[Extracted material Boundary: Start]

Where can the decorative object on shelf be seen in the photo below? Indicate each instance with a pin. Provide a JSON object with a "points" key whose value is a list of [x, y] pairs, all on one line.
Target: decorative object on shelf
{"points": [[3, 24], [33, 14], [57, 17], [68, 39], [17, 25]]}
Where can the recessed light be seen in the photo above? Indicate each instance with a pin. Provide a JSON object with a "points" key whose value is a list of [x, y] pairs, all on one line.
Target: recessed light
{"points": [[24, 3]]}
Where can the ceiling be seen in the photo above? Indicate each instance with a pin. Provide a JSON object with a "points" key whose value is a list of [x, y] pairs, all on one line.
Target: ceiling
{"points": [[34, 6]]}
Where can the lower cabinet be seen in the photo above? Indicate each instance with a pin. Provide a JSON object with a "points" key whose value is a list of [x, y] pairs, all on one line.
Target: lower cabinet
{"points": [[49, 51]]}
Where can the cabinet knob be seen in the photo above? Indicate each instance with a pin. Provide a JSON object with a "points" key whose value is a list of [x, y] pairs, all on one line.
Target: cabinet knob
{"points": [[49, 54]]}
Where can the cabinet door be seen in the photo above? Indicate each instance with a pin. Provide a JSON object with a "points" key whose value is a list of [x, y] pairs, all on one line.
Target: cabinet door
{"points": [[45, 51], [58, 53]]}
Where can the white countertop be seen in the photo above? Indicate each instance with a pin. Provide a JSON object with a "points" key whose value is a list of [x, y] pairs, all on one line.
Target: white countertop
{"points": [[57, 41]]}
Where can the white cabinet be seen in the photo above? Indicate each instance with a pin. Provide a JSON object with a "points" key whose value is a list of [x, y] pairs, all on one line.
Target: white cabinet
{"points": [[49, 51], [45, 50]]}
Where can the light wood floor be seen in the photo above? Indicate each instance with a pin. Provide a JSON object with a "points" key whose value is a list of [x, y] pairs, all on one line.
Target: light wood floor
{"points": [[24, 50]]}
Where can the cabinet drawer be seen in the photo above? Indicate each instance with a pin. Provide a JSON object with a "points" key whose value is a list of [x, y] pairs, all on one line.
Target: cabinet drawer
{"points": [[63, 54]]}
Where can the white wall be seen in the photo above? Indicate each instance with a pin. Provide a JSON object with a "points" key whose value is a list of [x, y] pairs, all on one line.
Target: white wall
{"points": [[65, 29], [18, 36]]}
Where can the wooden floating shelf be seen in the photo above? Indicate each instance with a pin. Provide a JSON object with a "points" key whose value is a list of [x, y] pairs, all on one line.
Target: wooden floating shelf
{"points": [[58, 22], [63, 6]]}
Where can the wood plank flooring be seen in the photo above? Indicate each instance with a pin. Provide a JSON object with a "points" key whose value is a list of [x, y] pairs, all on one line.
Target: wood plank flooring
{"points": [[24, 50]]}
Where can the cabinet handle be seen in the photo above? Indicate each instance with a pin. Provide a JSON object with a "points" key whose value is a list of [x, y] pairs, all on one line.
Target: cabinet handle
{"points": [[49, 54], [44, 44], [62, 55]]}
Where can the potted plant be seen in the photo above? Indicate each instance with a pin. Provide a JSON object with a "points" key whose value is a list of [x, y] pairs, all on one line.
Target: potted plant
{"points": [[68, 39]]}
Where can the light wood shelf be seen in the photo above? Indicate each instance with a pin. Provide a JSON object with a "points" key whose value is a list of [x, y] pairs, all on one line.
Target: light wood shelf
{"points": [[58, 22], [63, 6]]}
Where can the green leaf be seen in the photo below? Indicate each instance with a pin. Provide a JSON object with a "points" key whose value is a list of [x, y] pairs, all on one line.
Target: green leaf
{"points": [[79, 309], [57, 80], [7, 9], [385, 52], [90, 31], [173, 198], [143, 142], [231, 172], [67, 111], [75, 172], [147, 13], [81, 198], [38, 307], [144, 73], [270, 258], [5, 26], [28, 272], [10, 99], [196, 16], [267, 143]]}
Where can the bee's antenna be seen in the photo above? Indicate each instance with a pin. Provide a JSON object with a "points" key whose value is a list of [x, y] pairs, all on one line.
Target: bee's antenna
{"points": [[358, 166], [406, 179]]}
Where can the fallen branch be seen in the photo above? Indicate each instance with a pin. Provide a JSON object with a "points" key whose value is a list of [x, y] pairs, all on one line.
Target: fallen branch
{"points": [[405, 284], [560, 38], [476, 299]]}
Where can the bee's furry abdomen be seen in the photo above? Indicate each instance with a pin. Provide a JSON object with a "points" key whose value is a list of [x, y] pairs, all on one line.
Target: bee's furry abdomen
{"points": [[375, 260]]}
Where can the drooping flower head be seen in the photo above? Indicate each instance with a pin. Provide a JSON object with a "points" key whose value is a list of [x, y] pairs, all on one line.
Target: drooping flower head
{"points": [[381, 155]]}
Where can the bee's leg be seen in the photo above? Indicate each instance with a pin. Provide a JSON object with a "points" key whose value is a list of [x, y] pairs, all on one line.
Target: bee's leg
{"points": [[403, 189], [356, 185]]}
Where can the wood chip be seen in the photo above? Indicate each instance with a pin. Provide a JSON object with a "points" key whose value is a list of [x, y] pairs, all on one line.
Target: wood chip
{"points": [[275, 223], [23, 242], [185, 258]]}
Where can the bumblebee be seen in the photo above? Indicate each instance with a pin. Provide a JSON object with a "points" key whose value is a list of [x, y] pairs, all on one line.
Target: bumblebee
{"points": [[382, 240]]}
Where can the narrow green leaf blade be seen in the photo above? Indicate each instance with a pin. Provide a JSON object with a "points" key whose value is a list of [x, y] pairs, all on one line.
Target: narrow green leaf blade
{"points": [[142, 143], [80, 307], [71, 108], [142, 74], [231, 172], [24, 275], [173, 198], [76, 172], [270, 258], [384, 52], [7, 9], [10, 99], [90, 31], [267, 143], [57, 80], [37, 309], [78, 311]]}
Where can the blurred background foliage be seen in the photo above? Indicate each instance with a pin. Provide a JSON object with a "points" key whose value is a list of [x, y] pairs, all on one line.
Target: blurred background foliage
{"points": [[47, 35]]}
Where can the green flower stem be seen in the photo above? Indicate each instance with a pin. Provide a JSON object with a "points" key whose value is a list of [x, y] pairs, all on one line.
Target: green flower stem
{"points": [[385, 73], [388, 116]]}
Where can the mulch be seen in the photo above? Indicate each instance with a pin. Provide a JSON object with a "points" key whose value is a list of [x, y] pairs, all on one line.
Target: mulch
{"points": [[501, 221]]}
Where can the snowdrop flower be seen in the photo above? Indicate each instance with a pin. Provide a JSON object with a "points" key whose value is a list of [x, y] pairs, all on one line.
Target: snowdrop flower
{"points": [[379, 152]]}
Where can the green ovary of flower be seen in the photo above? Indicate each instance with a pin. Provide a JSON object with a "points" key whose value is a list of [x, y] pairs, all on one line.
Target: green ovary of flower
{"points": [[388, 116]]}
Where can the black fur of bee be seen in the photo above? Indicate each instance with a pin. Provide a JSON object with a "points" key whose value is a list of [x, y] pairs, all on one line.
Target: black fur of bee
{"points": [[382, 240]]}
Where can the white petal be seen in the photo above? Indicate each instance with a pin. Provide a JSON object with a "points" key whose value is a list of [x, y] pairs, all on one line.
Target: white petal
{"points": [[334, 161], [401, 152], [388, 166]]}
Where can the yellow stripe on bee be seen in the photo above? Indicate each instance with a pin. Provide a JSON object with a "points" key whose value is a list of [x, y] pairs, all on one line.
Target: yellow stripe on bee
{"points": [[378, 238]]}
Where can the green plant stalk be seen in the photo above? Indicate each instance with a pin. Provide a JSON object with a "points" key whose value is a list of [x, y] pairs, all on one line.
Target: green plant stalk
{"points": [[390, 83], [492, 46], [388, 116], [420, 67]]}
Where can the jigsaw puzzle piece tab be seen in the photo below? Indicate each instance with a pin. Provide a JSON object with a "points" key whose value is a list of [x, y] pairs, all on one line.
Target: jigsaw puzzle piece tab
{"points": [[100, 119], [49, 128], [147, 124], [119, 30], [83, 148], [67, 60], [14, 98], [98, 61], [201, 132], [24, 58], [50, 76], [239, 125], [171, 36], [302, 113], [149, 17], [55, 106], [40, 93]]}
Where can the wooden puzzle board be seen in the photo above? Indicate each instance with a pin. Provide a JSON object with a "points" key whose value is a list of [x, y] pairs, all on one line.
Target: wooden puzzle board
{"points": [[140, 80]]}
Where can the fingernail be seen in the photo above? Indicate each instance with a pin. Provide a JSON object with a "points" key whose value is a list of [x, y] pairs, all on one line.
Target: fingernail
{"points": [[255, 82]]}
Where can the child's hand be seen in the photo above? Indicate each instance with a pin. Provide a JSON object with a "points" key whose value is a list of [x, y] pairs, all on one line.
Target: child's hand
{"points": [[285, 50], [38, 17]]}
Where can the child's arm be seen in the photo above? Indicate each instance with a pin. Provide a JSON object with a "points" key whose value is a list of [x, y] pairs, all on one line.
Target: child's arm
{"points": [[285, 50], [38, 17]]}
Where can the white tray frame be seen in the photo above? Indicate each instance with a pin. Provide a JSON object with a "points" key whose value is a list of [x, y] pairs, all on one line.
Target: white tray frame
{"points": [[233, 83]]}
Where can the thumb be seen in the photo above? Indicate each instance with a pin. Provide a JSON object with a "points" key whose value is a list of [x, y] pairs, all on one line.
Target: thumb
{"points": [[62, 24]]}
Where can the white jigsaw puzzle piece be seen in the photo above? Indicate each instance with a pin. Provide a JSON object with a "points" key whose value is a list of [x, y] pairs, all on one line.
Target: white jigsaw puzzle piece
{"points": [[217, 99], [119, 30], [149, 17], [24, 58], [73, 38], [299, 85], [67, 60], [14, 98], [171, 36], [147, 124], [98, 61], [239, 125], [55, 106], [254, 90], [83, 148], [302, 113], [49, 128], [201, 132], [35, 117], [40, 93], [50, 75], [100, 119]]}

[Extracted material Boundary: End]

- _Problem statement_: The response should be the listing above, limited to the lines between the one holding "Target: bee's antenna" and the one holding "Where can the bee's furry", inclusive, reproduced exactly.

- _Task output_:
Target: bee's antenna
{"points": [[358, 166], [406, 179]]}
Where can the fallen branch be seen in the photo above? Indicate each instance with a pin. Provide a JSON object with a "points" key whose value is a list of [x, y] pairs, all on one line.
Target: fallen branch
{"points": [[405, 284], [560, 38], [476, 299]]}
Where can the bee's furry abdomen be seen in the photo above? Indicate each instance with a pin. Provide a JSON object with a "points" key whose value is a list of [x, y] pairs, all on one line.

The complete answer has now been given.